▶ [TASK LIST]
a) Answer these questions from the profile of Hannah Rohini Joseph:
(i) In which city was Rohini born and brought up, and to which city has she recently moved?
(ii) How many strays has she helped in the past 3 years?
(iii) What are the names of her family dog and cat?
b) Resume the profile of Hannah Rohini Joseph, picking up after its final sentence.
(EXTRACTED TEXT begins)
By: Meena R Prashant
“Until one has loved an animal, a part of one’s soul remains unawakened.” ― Anatole France
And indeed this is exactly what Hannah Rohini Joseph deeply feels and follows. For more than 10 years, Rohini has been spending her free time helping sick and stray dogs and cats and inspiring others to do the same.
Her desire to work for the voiceless dates back to when she was just few years old. “I grew up with cats and dogs as pets. My father and I would often bring home wounded or unwell animals and we’d nurse them back to health. I’ve always felt more connected to animals than humans, and when you see so many stray animals sufferings all around you, it’s impossible to stay aloof and do nothing,” she says.
A writer in the advertising industry and born and brought up in Kolkata, Rohini, who lived with her family dog (Dobby) and cat (Tiki) and took care of 6 free-roaming cats and all the stray dogs near her house and former office, has recently moved to Mumbai.
“India has a stray dog problem,” she says. “We don’t have adequate systems in place to control the population or deal with crises. I wanted to be a part of the solution instead of just lamenting over the problem”.
Rohini has helped as many as 96 strays in the past 3 years which includes strays that have been treated for injuries and sickness or have been vaccinated and neutered. Some have been adopted, but most reside on the streets they’re familiar with.
(EXTRACTED TEXT ends)
(SUPPLIED DATA begins)
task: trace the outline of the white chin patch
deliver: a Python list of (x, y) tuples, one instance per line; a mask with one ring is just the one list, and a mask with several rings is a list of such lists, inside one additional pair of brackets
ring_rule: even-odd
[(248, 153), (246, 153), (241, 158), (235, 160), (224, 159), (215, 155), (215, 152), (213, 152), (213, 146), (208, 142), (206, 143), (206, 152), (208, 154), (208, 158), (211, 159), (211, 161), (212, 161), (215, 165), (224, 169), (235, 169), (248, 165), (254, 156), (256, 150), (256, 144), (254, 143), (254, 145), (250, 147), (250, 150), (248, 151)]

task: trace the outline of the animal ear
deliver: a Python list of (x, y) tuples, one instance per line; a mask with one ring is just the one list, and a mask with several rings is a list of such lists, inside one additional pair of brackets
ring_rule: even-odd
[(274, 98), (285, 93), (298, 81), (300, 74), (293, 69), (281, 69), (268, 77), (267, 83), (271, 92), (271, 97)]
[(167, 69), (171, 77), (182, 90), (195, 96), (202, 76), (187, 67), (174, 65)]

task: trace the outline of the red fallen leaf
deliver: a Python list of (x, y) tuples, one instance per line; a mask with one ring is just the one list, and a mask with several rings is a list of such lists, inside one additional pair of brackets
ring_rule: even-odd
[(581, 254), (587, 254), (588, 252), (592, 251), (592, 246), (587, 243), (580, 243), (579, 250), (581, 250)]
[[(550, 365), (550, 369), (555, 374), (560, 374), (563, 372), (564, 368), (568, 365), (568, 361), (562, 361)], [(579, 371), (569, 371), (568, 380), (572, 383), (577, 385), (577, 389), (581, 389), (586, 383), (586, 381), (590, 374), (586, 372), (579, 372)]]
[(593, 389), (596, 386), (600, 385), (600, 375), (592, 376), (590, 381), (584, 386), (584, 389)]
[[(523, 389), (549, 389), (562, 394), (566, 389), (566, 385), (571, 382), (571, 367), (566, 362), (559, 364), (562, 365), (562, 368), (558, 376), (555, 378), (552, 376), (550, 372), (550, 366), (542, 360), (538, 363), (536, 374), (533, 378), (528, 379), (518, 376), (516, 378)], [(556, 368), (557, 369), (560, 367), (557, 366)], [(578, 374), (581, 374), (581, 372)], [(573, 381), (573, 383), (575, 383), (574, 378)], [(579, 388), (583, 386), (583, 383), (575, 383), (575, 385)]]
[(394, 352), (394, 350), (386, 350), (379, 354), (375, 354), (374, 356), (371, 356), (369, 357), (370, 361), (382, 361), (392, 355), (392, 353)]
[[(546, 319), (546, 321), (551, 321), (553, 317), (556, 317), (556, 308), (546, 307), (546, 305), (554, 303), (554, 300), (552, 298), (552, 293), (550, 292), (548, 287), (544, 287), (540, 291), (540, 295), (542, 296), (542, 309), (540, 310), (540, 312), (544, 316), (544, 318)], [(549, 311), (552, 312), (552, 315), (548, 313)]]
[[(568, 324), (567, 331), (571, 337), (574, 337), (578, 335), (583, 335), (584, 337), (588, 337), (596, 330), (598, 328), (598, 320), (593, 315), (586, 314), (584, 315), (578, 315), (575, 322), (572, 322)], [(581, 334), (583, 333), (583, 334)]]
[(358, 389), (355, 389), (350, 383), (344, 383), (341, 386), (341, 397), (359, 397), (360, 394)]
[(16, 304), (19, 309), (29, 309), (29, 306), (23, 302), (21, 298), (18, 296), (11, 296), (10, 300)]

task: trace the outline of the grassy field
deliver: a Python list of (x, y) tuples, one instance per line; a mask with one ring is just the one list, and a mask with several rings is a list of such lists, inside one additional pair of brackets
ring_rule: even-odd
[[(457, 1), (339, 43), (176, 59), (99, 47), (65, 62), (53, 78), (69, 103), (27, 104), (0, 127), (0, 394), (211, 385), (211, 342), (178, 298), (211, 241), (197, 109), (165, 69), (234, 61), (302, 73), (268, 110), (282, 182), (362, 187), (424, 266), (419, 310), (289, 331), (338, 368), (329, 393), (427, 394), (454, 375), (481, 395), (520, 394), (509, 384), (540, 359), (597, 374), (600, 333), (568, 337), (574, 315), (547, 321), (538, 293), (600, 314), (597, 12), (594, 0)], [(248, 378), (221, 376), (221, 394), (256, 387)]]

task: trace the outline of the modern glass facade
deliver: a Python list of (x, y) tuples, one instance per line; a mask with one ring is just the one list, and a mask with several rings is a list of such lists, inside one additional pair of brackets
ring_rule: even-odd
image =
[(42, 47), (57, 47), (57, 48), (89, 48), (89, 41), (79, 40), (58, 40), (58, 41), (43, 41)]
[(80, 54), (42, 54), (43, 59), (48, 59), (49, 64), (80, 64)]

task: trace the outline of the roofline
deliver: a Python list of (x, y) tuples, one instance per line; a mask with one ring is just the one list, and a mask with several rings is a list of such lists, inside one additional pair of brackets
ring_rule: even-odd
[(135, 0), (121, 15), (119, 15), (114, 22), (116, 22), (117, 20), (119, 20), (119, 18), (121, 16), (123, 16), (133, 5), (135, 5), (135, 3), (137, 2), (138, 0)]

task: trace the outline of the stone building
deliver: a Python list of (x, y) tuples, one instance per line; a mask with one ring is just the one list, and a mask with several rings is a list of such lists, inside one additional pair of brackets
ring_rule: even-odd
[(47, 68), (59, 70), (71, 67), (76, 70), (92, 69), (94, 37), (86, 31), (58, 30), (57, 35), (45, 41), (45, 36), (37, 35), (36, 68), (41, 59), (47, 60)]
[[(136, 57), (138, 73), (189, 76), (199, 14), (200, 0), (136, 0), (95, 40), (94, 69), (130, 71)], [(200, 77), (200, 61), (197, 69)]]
(SUPPLIED DATA ends)
▶ [SET OF ANSWERS]
a)
(i) Kolkata; Mumbai
(ii) 96
(iii) Dobby (dog) and Tiki (cat)

b)
“The biggest challenge has been people”, says Rohini. Catching a dog that needs to be treated is hard enough on its own. Add to that, people crowding around to watch instead of help becomes all the more difficult to handle. “Whenever I’m out helping an animal, I’m always very conscious of the fact that I’m being stared at, photographed, or video-taped by men. It is particularly difficult to perform rescues or give treatment late at night because of the threat of verbal and physical abuse from strange men. Moreover as stray animals are seen as a nuisance, I have often been threatened with assault when I treat or feed a stray, with repeated threats that the animals will be removed, beaten or killed, however, this has never stopped me doing good for the these creatures who can’t speak for themselves,” she says with conviction.
Rohini has often been called ‘crazy’, ‘obsessed’, or perceived to be ‘jobless’ just because she chooses to spend time helping an animal. But this, she says, does not deter her from doing her duty.
The other challenge is lack of infrastructure. “There are fantastic vets all over the country, but due to lack of infrastructure nothing much can be done for stray animals. Typically, people who care for stray animals cannot afford to take them to expensive clinics. Good veterinary care comes at a high price that only a very small section of pet owners can afford. Charitable organisations are overwhelmed with cases. “In an ideal world, every not for profit organisation should be able to provide the same services as private practices without the exorbitant prices,” she feels.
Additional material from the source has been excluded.